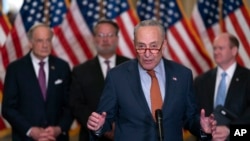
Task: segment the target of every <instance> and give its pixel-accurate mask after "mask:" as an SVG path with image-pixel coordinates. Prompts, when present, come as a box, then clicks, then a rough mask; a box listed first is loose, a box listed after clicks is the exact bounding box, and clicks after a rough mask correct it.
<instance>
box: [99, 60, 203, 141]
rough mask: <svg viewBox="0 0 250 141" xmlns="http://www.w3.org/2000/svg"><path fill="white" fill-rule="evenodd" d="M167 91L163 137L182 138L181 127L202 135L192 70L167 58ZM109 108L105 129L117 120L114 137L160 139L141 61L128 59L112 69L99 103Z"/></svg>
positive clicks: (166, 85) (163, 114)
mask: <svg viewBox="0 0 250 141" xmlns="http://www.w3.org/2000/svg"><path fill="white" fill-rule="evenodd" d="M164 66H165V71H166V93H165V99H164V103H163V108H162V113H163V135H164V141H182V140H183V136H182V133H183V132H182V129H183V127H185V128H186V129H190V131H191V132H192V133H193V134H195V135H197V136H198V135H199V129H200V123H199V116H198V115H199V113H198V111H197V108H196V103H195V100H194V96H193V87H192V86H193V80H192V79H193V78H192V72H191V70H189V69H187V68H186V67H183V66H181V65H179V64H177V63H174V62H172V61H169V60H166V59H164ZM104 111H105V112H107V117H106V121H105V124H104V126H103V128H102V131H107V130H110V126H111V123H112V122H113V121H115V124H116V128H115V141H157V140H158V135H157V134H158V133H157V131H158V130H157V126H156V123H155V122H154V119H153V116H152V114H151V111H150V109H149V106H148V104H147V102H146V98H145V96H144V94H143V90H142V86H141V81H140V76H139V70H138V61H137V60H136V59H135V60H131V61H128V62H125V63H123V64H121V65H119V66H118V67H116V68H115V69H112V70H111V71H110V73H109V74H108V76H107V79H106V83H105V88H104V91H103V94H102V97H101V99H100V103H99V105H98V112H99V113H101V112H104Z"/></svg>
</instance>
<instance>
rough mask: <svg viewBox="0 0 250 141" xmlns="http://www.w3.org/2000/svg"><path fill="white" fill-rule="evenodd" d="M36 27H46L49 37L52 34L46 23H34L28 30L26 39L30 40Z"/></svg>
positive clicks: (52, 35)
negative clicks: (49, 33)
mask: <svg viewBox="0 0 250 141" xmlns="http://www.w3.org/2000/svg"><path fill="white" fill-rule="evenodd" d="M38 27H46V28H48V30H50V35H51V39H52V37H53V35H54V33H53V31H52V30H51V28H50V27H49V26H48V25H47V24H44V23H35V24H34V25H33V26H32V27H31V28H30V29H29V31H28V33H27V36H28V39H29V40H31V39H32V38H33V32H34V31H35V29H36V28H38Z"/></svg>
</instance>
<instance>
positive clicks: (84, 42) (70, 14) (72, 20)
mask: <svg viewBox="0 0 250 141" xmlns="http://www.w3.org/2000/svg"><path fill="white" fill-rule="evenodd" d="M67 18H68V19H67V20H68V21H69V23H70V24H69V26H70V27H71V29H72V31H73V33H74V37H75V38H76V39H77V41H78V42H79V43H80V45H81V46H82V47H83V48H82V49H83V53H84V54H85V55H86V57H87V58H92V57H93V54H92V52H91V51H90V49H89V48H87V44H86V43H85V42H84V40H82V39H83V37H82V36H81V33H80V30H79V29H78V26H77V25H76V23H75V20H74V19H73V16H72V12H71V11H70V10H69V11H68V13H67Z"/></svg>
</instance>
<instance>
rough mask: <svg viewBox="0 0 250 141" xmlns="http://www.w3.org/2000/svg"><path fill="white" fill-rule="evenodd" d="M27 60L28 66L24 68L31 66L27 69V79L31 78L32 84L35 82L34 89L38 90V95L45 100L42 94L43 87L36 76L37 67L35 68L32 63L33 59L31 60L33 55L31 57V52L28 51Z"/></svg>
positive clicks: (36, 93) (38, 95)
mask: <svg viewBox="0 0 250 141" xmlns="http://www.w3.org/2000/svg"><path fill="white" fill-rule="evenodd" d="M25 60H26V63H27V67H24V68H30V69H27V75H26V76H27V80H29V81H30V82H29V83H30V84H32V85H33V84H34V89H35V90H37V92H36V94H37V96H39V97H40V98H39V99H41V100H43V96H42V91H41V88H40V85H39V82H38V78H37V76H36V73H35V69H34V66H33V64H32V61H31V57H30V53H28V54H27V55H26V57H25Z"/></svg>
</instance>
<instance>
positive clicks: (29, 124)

○ ○ ○ ○

__Instructions to follow__
Pick out each line of the data above that contains the word "positive", and list those lines in order.

__Result__
positive clicks: (166, 85) (163, 114)
positive clicks: (52, 35)
positive clicks: (84, 42) (70, 14) (72, 20)
positive clicks: (36, 93) (38, 95)
positive clicks: (29, 124)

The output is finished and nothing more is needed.